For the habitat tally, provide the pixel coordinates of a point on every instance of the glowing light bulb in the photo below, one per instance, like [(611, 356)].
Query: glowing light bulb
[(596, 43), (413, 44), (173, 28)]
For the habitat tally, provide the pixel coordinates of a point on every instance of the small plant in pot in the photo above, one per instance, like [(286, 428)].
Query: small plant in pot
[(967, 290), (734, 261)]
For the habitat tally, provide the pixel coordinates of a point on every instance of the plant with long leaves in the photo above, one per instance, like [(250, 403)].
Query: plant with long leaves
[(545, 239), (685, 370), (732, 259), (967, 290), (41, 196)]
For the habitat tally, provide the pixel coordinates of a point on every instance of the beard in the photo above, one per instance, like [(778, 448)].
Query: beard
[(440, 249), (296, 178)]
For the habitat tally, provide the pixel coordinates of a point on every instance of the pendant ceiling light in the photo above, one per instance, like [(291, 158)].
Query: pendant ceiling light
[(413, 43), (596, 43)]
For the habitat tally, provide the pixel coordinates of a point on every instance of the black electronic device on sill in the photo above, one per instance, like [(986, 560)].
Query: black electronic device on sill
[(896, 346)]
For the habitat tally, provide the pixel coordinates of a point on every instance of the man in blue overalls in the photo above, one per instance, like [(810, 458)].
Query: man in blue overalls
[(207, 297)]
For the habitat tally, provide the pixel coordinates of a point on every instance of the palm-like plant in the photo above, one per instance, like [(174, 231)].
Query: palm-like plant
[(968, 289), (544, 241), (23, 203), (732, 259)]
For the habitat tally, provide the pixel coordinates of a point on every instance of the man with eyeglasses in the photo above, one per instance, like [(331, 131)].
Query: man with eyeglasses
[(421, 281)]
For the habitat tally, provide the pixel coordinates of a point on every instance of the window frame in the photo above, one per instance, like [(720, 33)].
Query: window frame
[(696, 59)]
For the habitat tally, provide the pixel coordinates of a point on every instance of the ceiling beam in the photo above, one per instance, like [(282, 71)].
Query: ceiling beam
────────────────────
WHAT THIS TASK INVOLVES
Rewrite the rows from the start through the line containing "[(545, 239), (685, 370), (732, 259), (967, 290), (41, 196)]", changing "habitat tally" to "room inventory" and leaving everything else as it is. Return only those lines.

RESPONSE FOR THIS EXERCISE
For the room inventory, provide the pixel coordinates of a point on every instance of the glowing light bulb in the photo below, one per instance, like [(611, 356)].
Query: glowing light bulb
[(596, 43), (413, 44), (173, 28)]
For the room inventory, provide the pixel coordinates of a point on every instance of the small plant in pot in the photo above, one per instance, like [(286, 428)].
Query: small plant in pot
[(967, 290), (734, 261)]
For the room inventory, provide the pixel coordinates of a point on every instance of the plant with long leaves in the photo above, one per instance, like [(250, 403)].
Query: plant with long leaves
[(545, 239), (685, 370), (732, 259), (967, 290), (41, 196)]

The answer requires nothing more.